▶ _SUPPLIED ENTRIES_
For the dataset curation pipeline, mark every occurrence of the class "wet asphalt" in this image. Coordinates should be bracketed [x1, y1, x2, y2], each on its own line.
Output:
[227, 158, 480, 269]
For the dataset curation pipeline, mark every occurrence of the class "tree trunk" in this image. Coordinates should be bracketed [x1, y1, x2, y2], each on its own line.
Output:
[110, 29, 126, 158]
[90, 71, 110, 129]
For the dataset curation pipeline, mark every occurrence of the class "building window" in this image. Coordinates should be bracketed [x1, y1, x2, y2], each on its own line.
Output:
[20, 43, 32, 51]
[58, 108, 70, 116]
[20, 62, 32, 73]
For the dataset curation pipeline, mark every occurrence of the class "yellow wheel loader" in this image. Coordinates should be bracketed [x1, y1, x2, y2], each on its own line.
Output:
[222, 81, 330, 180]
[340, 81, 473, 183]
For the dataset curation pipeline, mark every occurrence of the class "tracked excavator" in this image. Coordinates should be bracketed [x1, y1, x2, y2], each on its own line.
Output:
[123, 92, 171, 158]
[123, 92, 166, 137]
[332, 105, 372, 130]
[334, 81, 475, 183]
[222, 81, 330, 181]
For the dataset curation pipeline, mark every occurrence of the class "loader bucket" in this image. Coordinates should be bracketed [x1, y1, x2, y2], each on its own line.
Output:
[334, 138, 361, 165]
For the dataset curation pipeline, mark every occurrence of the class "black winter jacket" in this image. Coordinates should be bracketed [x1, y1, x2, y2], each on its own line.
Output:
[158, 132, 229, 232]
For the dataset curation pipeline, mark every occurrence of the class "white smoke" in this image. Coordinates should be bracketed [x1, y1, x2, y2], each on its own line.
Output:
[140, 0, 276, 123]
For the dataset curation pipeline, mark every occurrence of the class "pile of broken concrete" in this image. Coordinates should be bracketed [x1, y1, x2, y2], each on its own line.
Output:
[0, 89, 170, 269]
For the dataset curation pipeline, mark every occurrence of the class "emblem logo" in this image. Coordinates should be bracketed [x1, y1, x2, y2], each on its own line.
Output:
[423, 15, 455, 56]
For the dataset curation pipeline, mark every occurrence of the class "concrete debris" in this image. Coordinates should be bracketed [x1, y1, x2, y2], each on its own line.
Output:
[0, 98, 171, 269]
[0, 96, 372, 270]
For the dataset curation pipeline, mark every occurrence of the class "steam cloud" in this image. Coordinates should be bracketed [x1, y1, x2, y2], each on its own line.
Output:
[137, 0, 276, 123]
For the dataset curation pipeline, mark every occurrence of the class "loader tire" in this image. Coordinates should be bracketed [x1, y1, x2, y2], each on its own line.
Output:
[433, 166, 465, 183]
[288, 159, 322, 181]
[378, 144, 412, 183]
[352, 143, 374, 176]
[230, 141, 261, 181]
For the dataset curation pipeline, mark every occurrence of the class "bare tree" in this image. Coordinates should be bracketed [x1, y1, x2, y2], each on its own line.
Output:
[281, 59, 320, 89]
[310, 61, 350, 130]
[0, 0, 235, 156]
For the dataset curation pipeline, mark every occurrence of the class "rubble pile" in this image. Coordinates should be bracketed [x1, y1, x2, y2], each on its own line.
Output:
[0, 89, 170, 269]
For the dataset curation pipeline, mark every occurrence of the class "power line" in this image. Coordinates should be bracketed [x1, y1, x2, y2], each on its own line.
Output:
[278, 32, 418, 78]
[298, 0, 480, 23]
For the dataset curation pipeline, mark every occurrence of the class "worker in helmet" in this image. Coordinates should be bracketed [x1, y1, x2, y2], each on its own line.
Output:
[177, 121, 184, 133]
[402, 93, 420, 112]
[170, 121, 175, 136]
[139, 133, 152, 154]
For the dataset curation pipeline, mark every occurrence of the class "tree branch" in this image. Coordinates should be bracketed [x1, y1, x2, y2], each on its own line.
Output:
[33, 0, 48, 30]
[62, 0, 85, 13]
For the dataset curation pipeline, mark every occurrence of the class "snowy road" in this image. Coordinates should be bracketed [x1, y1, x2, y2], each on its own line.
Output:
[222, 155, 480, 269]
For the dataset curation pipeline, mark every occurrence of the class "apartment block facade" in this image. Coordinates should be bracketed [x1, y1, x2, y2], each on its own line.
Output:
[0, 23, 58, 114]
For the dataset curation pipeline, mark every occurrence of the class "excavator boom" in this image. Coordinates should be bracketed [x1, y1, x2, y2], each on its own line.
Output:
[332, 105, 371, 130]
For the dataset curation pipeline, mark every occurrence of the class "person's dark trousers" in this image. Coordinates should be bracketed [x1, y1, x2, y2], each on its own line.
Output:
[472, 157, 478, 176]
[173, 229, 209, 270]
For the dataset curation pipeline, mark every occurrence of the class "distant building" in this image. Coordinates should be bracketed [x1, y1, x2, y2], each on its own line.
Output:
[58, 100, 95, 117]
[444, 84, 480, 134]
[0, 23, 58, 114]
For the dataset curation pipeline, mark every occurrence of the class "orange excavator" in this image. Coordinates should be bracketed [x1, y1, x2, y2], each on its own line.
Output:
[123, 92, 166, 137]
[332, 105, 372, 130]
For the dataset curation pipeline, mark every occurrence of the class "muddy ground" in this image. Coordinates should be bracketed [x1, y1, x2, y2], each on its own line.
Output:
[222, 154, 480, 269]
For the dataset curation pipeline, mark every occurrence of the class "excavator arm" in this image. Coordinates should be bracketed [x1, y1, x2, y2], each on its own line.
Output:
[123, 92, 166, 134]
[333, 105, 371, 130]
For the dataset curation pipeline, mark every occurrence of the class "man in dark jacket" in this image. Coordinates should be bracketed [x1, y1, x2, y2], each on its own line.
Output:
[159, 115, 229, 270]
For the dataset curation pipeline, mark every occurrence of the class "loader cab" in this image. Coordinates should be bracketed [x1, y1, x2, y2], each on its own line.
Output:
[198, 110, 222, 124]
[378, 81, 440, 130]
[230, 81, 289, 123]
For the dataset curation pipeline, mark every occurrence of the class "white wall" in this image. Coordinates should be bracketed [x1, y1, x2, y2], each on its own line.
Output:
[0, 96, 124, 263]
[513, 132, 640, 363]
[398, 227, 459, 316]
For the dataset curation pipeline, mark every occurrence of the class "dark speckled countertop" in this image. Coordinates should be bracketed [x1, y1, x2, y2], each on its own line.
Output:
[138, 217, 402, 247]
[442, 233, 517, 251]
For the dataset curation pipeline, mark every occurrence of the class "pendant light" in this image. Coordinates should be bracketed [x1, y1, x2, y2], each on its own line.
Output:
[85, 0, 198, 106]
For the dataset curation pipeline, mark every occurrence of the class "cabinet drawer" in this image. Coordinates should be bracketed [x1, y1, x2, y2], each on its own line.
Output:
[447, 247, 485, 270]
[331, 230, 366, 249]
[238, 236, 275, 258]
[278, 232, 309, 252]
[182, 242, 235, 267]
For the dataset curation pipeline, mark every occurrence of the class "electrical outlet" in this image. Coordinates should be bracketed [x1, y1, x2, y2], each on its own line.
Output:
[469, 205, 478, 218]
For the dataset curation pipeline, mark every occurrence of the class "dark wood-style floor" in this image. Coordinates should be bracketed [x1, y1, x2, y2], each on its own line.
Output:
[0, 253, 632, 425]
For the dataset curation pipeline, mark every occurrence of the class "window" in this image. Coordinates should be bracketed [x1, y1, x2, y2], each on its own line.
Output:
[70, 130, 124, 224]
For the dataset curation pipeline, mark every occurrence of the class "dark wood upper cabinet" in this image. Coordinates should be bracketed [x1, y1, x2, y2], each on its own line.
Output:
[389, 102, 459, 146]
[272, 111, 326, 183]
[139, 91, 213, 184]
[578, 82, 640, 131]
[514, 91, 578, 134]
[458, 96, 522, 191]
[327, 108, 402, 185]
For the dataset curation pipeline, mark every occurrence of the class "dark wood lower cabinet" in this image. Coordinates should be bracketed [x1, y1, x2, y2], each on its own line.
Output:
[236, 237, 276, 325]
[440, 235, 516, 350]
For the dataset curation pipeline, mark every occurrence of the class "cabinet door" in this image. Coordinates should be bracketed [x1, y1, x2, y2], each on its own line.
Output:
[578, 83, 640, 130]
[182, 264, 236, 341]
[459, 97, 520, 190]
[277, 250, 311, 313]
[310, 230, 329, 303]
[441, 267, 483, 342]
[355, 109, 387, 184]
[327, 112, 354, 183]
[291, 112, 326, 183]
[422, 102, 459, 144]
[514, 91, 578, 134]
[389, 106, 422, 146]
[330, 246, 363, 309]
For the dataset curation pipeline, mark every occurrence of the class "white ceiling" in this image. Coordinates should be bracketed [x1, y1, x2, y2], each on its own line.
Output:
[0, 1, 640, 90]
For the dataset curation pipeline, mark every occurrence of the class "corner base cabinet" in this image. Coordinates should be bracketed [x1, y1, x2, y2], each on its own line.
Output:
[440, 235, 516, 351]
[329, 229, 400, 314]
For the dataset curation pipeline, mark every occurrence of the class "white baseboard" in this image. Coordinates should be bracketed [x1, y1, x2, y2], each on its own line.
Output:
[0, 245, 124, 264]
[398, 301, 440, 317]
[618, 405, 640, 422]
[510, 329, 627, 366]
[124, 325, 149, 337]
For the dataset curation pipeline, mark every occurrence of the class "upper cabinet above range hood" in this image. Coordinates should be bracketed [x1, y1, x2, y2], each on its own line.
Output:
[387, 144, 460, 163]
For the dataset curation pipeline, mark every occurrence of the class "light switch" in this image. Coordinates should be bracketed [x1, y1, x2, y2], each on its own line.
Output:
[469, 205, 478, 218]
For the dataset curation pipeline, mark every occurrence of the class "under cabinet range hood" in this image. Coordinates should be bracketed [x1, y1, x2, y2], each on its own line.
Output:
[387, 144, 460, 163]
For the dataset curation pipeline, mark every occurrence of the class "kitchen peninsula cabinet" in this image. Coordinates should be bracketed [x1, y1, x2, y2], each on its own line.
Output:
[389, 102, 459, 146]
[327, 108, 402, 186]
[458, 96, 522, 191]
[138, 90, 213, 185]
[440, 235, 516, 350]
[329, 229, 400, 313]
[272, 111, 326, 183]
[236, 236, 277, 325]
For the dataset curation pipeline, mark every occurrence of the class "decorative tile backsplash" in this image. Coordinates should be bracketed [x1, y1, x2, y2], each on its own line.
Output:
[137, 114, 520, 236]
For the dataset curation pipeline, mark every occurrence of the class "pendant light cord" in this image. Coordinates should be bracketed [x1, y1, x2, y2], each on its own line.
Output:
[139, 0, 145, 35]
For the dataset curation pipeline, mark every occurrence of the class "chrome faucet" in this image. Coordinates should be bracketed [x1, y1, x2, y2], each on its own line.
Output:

▶ _YOUR INSTRUCTIONS_
Please retype everything from the start of the data above down through the line containing "[227, 158, 480, 269]", keeping both ends.

▶ _RESULT OF THIS EXERCISE_
For the dataset curation pipeline, mark every occurrence of the class "wet asphalt" in this image. Coordinates should be bracketed [x1, y1, x2, y2], each on its own line.
Output:
[227, 158, 480, 269]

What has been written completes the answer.